§ ENTRIES SUPPLIED
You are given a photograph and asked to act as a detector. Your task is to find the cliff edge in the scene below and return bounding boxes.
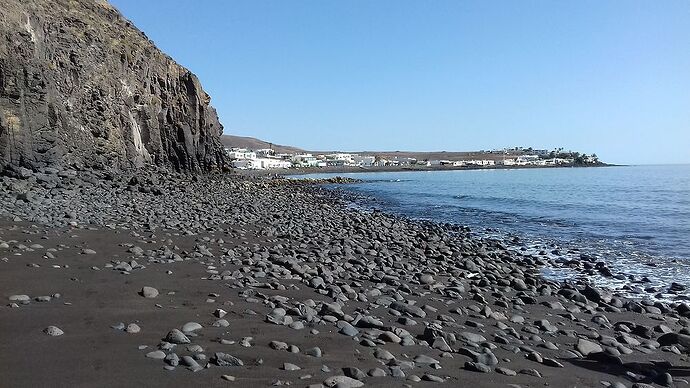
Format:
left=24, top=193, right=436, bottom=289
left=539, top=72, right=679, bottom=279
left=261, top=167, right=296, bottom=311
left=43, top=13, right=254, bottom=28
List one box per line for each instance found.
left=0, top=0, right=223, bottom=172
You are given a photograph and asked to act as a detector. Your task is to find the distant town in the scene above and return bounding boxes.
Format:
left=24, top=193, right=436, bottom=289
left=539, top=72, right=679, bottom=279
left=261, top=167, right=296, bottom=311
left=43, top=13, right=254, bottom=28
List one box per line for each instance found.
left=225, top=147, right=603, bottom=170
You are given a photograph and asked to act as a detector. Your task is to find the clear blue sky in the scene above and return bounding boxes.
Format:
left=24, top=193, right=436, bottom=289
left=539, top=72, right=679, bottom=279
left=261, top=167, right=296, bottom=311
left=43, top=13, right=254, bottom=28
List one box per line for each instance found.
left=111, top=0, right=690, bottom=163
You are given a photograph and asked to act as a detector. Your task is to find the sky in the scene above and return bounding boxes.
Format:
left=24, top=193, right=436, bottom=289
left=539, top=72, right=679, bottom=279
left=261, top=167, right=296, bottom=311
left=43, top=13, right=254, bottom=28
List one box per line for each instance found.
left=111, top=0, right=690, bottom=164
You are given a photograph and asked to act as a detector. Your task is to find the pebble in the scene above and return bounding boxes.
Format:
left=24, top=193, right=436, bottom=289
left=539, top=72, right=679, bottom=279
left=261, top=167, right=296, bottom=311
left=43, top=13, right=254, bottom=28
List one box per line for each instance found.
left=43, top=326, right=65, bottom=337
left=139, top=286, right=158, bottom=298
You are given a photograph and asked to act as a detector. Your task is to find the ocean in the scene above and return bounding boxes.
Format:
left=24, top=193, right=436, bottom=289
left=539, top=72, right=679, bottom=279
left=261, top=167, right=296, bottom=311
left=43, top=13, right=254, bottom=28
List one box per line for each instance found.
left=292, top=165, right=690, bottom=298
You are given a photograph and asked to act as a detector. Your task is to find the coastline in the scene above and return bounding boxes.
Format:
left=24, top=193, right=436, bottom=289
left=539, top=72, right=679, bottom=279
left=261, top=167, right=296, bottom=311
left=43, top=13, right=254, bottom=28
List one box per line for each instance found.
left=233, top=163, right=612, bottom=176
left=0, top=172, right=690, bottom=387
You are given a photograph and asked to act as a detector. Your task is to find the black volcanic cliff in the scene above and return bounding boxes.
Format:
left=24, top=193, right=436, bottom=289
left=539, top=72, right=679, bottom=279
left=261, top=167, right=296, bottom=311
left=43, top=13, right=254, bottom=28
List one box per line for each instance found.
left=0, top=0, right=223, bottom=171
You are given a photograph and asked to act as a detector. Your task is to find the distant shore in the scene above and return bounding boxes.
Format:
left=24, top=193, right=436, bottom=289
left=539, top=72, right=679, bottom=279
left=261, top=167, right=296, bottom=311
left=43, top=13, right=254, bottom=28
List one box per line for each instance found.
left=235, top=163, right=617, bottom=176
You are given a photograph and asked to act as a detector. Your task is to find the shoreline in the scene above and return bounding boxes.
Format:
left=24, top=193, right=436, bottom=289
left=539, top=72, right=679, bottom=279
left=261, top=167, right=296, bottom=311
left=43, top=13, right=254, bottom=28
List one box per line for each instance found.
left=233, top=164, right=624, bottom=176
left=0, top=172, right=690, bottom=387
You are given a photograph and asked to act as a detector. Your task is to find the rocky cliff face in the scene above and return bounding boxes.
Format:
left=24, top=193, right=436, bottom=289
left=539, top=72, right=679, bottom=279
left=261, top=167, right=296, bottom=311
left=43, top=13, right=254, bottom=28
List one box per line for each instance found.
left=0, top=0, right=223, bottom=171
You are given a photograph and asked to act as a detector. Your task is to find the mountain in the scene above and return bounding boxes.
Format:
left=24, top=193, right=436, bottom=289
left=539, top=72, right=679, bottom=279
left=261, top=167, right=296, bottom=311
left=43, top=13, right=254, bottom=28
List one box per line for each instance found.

§ WHAT TO WORK ON
Transcribe, character for character, the stretch of the items from the line containing "find the clear" through the line containing "left=111, top=0, right=690, bottom=164".

§ COMPLETE RESPONSE
You are given a photograph and asked to act as a detector. Your task is to find the clear blue sky in the scene above and return bounding boxes.
Format:
left=24, top=193, right=436, bottom=289
left=539, top=72, right=679, bottom=279
left=261, top=167, right=296, bottom=311
left=43, top=13, right=254, bottom=28
List one box per line for each instance found.
left=111, top=0, right=690, bottom=163
You are given a photograph and asked to act as a detector. Your task is to find the sky in the scene above and return bounding boxes.
Format:
left=24, top=193, right=436, bottom=289
left=539, top=72, right=679, bottom=279
left=261, top=167, right=296, bottom=311
left=43, top=13, right=254, bottom=28
List one box per line for each instance found.
left=111, top=0, right=690, bottom=164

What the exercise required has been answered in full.